The spirit of concilairism is the spirit of Modernity, which is the spirit of the diabolical admixture of Protestantism and Judeo-Masonry. No nation can be truly "one" unless that is a true brotherhood among its citizens effected by the bonds of the Holy Faith, bonds that unite them to other Catholics worldwide in fealty to a true and legitimate Roman Pontiff, bonds that make them defenders of the Social Reign of Christ the King and of Mary our Immaculate Queen. We are merely seeing the universal manifestation of Americanism as predicted in glowing terms by Father Isaac Thomas Hecker's biographer, Abbot Klein. Behold the wretched results as the conciliar "popes" help to reinforce the very falsehoods have dethroned Christ the King enshrined men as sovereign "kings" over their own affairs, both personally and socially.

Catholicism is the one and only foundation of social order. You have heard this before? You will keep hearing until the day I die or the day that I am unable to continue work on this site as a result of physical and/or mental infirmity, whichever shall first occur (and I realize that some of you believe that the latter condition obtains at the present time). Catholicism is the only and only foundation of personal and social order. Period.

You continue to doubt this? Well, consider once again these words of Pope Saint Pius X, contained in Notre Charge Apostolique, August 15, 1910:

 

Here we have, founded by Catholics, an inter-denominational association that is to work for the reform of civilization, an undertaking which is above all religious in character; for there is no true civilization without a moral civilization, and no true moral civilization without the true religion: it is a proven truth, a historical fact.

 

We must enfold ourselves into the love of the Sorrowful and Immaculate Heart of Mary and the Most Sacred Heart of Jesus as we make reparation for our own many sins, which are so responsible for the worsening of the state of the Church Militant on earth and of the world-at-large, as we seek to restore all things in Christ the King and Mary our Immaculate Queen.

The Rosary, the Rosary, the Rosary. Use it well. The enemies of Christ the King within in our souls and in the world-at-large will be defeated by Our Lady's Most Holy Rosary and the fulfillment of her Fatima Message.

Isn't it time to pray a Rosary now?

 

Our Lady of the Rosary, pray for us!

§ **MATERIAL**
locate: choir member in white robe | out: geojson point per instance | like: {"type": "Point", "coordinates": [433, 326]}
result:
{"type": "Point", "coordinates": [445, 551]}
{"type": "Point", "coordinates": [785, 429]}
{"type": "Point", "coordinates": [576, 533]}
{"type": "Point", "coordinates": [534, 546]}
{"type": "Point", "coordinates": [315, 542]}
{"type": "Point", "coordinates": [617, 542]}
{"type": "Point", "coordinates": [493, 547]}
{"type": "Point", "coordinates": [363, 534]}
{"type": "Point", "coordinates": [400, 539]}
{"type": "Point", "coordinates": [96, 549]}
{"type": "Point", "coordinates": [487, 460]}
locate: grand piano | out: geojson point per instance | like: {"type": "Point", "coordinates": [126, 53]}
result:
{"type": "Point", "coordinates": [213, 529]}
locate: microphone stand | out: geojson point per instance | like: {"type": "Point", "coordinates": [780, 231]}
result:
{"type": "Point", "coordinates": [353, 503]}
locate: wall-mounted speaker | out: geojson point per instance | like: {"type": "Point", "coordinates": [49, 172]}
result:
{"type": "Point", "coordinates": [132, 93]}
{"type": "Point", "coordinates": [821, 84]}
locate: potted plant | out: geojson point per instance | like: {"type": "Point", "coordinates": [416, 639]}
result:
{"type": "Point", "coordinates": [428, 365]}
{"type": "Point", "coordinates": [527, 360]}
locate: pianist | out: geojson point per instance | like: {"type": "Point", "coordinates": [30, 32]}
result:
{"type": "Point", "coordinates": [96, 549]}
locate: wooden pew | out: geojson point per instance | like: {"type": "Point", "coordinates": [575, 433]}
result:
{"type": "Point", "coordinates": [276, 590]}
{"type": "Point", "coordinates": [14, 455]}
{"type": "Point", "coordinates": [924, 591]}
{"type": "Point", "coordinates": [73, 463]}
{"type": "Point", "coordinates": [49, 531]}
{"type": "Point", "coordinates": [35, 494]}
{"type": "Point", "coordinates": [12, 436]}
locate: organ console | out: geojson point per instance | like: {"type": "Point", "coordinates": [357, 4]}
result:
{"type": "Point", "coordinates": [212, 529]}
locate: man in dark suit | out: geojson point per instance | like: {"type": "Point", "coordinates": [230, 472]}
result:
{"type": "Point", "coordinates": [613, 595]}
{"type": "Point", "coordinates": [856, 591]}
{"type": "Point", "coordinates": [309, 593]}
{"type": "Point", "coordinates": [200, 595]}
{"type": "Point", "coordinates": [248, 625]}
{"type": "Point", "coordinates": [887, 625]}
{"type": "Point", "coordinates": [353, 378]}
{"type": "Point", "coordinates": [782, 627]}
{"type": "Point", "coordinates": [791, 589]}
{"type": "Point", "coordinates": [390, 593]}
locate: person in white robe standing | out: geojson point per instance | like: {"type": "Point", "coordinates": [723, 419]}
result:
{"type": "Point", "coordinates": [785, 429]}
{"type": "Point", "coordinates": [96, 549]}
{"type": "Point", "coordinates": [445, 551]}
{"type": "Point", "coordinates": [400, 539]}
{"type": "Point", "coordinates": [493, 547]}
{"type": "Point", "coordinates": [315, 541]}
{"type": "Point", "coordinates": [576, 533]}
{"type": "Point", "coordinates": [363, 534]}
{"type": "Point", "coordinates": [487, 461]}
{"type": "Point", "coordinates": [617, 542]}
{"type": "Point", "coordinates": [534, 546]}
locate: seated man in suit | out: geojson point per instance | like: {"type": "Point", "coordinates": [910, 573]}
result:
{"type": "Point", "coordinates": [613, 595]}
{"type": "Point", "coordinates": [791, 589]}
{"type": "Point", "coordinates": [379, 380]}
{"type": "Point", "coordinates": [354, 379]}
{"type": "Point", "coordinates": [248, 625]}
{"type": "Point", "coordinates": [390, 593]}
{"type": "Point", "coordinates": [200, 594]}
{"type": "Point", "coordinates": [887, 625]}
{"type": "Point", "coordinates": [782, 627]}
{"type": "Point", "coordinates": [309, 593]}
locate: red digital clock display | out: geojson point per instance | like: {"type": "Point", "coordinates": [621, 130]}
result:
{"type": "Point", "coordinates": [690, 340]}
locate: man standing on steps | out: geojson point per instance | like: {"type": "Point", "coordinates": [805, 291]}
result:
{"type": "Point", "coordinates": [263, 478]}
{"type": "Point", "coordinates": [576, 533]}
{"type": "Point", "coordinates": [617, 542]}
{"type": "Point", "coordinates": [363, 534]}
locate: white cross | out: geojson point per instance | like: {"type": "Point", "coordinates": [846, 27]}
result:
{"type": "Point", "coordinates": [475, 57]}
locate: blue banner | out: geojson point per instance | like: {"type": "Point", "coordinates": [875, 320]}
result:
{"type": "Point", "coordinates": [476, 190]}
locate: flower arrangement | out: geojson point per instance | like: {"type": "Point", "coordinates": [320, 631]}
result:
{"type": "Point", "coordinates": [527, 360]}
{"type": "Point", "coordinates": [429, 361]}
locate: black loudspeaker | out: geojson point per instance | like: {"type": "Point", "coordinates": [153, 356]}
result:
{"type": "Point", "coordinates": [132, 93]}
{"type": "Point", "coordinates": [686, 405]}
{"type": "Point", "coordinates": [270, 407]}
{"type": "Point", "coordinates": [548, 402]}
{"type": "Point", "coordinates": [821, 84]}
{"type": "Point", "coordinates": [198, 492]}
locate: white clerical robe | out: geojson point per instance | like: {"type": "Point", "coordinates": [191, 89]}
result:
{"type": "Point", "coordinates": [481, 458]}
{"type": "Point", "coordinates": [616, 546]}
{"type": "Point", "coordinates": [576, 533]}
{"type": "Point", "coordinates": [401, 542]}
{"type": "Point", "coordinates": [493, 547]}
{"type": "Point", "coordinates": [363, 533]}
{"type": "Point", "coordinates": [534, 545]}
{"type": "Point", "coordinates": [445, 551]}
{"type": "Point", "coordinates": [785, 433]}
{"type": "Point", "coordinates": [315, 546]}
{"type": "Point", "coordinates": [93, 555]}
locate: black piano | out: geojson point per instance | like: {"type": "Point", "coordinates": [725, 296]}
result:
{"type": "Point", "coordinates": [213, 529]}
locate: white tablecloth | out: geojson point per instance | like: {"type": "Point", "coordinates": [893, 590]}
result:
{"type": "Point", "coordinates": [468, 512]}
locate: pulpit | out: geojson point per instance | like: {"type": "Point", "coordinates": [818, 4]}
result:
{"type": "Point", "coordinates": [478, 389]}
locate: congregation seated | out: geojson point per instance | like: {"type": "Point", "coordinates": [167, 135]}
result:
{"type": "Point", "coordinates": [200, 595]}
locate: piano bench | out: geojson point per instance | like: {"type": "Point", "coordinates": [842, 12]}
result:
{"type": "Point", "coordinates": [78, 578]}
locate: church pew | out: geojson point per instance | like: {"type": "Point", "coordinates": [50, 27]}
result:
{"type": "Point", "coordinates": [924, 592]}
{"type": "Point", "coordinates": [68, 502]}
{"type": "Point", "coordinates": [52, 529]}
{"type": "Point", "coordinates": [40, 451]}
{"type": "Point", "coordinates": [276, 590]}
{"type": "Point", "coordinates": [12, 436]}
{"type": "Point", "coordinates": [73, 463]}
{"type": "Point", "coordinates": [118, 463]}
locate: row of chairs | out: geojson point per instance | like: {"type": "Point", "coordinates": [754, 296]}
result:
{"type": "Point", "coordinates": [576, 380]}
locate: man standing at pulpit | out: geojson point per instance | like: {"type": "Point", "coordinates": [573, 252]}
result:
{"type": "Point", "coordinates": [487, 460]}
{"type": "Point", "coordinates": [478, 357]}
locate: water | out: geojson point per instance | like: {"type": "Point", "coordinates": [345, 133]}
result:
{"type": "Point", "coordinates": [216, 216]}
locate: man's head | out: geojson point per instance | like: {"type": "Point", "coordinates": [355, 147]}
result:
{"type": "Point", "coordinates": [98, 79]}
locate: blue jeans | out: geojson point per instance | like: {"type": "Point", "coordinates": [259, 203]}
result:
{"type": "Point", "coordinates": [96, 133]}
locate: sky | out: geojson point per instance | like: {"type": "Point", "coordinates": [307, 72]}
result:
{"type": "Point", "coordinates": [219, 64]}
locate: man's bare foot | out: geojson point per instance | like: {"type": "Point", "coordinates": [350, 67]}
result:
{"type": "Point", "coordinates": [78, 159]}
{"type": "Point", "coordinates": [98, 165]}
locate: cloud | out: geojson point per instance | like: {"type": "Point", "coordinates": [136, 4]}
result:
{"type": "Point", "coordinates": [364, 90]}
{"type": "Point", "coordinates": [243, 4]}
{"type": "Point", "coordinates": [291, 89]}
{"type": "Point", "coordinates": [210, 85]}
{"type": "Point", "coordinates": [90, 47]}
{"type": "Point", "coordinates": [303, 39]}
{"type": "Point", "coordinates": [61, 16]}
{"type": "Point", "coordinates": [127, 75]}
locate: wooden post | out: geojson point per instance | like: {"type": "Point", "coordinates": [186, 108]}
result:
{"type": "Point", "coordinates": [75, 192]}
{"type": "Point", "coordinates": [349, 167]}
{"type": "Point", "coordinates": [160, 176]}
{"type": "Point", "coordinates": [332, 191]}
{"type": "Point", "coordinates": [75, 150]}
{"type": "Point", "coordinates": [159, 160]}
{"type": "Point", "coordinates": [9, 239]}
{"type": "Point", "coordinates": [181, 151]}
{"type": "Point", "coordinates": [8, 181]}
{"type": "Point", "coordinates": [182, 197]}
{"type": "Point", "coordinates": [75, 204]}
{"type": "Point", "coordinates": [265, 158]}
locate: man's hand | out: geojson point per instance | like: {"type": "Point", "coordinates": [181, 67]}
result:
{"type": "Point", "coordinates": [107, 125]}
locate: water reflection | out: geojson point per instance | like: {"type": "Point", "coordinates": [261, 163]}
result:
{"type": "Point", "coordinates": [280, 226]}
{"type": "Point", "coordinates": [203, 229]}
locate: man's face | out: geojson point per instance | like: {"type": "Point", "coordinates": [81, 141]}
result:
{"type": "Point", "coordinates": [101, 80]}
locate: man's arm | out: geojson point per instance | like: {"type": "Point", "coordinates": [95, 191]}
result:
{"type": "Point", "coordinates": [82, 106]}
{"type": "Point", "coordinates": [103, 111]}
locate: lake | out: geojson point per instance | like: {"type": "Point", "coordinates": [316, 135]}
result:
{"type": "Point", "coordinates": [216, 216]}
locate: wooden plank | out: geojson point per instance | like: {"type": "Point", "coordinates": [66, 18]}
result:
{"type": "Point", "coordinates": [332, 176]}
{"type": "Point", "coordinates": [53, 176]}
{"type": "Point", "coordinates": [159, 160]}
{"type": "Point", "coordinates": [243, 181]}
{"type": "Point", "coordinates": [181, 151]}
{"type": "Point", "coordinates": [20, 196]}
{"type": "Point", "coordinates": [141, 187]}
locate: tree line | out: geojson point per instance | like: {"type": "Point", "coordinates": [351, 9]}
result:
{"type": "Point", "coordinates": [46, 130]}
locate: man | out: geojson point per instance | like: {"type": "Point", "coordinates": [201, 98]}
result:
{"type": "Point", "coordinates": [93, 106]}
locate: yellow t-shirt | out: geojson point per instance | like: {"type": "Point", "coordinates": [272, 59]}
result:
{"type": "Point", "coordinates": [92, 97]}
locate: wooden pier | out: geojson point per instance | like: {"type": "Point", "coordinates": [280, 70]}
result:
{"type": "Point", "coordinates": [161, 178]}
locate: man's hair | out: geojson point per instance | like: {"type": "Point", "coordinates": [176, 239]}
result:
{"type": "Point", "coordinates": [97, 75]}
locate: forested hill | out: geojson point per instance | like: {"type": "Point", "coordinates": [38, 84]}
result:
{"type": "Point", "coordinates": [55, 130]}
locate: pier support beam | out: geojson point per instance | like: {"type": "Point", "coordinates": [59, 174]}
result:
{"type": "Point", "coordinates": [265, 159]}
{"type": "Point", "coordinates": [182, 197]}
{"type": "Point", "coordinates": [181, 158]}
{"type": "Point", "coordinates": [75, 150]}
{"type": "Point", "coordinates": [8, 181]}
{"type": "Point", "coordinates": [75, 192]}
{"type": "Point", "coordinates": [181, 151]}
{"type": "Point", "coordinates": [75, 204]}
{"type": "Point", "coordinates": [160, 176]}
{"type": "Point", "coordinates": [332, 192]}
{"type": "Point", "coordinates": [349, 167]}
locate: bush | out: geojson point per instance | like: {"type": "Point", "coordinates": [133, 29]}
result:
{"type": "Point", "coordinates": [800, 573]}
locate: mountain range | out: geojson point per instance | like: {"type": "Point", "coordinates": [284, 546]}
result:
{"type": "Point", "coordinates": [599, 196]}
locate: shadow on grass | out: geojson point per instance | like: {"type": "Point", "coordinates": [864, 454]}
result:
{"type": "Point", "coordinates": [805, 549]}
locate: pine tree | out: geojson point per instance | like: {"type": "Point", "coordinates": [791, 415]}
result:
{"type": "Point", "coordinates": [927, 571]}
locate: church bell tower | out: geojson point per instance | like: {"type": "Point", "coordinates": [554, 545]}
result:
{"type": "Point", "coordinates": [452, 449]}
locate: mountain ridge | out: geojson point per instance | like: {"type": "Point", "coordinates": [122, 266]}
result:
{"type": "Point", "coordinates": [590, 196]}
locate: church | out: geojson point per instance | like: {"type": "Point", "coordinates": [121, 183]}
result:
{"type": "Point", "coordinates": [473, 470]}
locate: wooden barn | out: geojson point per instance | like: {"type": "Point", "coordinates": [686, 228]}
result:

§ **TASK DESCRIPTION**
Extend the essay on Catholicism as the foundation of social order past its final line.

§ **ANSWER TO THIS EXERCISE**
Vivat Christus Rex! Viva Cristo Rey!

Saint Joseph, pray for us.

Saints Peter and Paul, pray for us.

Saint John the Baptist, pray for us.

 

Saint John the Evangelist, pray for us.

Saint Michael the Archangel, pray for us.

Saint Gabriel the Archangel, pray for us.

Saint Raphael the Archangel, pray for us.

Saints Joachim and Anne, pray for us.

Saints Caspar, Melchior, and Balthasar, pray for us.

Saint Anselm, pray for us.

See also: A Litany of Saints

Appendices

The Popes Contra The Errors of the Religiously Indifferent and Anti-Incarnational Civil State of Modernity

Appendix A

Pope Gregory XVI on Religious Liberty and Free Speech and Free Press

This shameful font of indifferentism gives rise to that absurd and erroneous proposition which claims that liberty of conscience must be maintained for everyone. It spreads ruin in sacred and civil affairs, though some repeat over and over again with the greatest impudence that some advantage accrues to religion from it. "But the death of the soul is worse than freedom of error," as Augustine was wont to say. When all restraints are removed by which men are kept on the narrow path of truth, their nature, which is already inclined to evil, propels them to ruin. Then truly "the bottomless pit" is open from which John saw smoke ascending which obscured the sun, and out of which locusts flew forth to devastate the earth. Thence comes transformation of minds, corruption of youths, contempt of sacred things and holy laws -- in other words, a pestilence more deadly to the state than any other. Experience shows, even from earliest times, that cities renowned for wealth, dominion, and glory perished as a result of this single evil, namely immoderate freedom of opinion, license of free speech, and desire for novelty.

Here We must include that harmful and never sufficiently denounced freedom to publish any writings whatever and disseminate them to the people, which some dare to demand and promote with so great a clamor. We are horrified to see what monstrous doctrines and prodigious errors are disseminated far and wide in countless books, pamphlets, and other writings which, though small in weight, are very great in malice. We are in tears at the abuse which proceeds from them over the face of the earth. Some are so carried away that they contentiously assert that the flock of errors arising from them is sufficiently compensated by the publication of some book which defends religion and truth. Every law condemns deliberately doing evil simply because there is some hope that good may result. Is there any sane man who would say poison ought to be distributed, sold publicly, stored, and even drunk because some antidote is available and those who use it may be snatched from death again and again? (Pope Gregory XVI, Mirari Vos, August 15, 1832.)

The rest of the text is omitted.